━━━━━ Selected text

A graphical vga output of the same resolution will still read a character from ram, but will require sixteen times as much ram as the character version since each datum is displayed only once without translation.

In both cases the line timing is the same: for standard 60Hz vga, the dotclock is 25.175MHz and the ‘character clock’ one eighth of that. Since all the line timings are integers based on the dot clock and divisible by eight, it is convenient to use character timings.

0 – 79 Active line (starts at 0x00)
80 – 81 Front porch (starts at 0x50)
82 – 94 Line sync (starts at 0x52)
95 – 99 Back porch (starts at 0x5E)

Let’s choose the three highest (of sixteen) bits for the control outputs: 0x8000 for line sync, 0x4000 for field sync, and 0x2000 for blanking. Let us also assume for now that the control signals are active high. We can sort them out later.

━━━━━━━━━━
━━━━━ Dataset extract

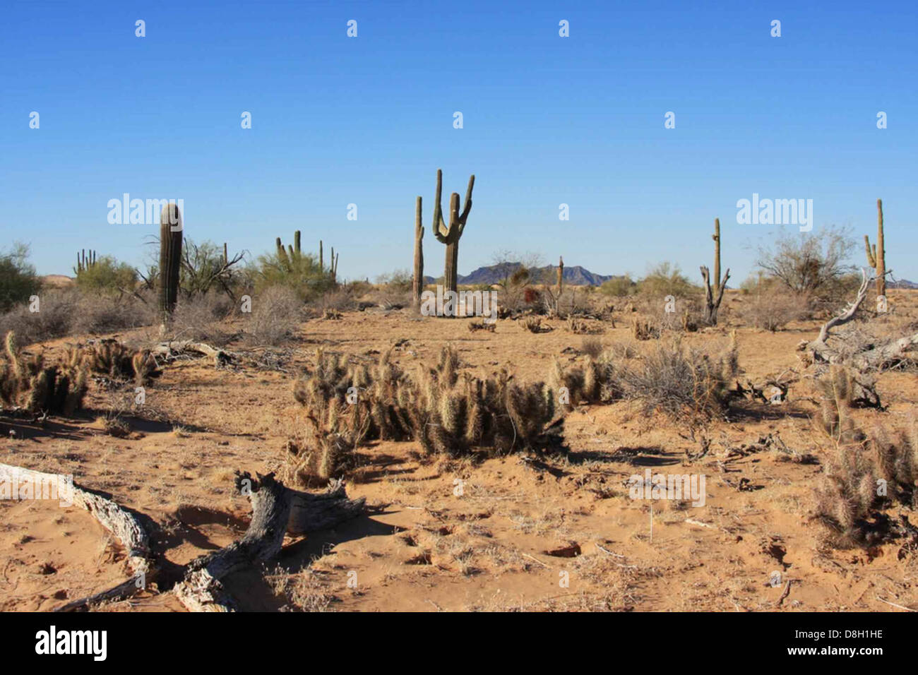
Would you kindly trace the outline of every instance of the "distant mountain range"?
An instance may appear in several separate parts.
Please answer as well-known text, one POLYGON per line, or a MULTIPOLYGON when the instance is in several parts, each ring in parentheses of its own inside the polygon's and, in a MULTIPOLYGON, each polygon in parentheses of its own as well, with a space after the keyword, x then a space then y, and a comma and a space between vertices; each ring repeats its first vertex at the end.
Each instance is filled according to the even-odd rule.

━━━━━━━━━━

_Work required_. Reproduce word for word everything in the VGA timing text from "Let’s choose the" down to "them out later.".

_Finished answer_.
Let’s choose the three highest (of sixteen) bits for the control outputs: 0x8000 for line sync, 0x4000 for field sync, and 0x2000 for blanking. Let us also assume for now that the control signals are active high. We can sort them out later.